1. ## Integration & Logarithm

As I do not know anyone fresh enough with Calculus, certainly this forum (that I just joined) is my best destination.

I studied calculus nearly ~20+ years ago. I nearly forgot everything...

Here is my problem

After a few manipulations the integrand I'm dealing with comes out as product of two functions which are (independently) the derivative of the denominator logarithm.
That means (being D=d/dx):

Dln(x+1) = [1/(x+1)]
Dln(x+2) = [1/(x+2)]

The integral I'm trying to resolve is:

(integral of) [1/(x+1)] * [1/(x+2)] dx

I’m now stuck because I cannot recall at all how to find the primitive, i.e. how to resolve the integral. I believe it should be resolved integrating by parts. Right?

Could someone please guide me through?

2. Rewrite it as

$\int\frac{1}{x+1}dx-\int\frac{1}{x+2}dx$

3. Thanks, but I'm not sure what you mean.

The function to be integrated is the product of the two, not the sum...

Originally Posted by galactus
Rewrite it as

$\int\frac{1}{x+1}dx-\int\frac{1}{x+2}dx$

4. He actually splitted the original integrand into two fractions:

$\frac{1}
{{(x + 1)(x + 2)}} = \frac{{(x + 2) - (x + 1)}}
{{(x + 1)(x + 2)}} = \frac{1}
{{x + 1}} - \frac{1}
{{x + 2}}.$

YOUR TASKS>
[1] Please copy the stretch of the integration forum thread from "I’m now stuck" through "by parts. Right?", swapping "integrating by parts" for "using partial fractions".
[2] In the integration forum thread, which integral is the original poster trying to resolve?

DATA SHOWN>
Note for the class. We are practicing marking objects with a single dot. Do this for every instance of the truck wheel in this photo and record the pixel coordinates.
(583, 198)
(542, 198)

SOLUTIONS TO THE TASKS>
[1]
I’m now stuck because I cannot recall at all how to find the primitive, i.e. how to resolve the integral. I believe it should be resolved using partial fractions. Right?

[2] The integral of [1/(x+1)] * [1/(x+2)] dx.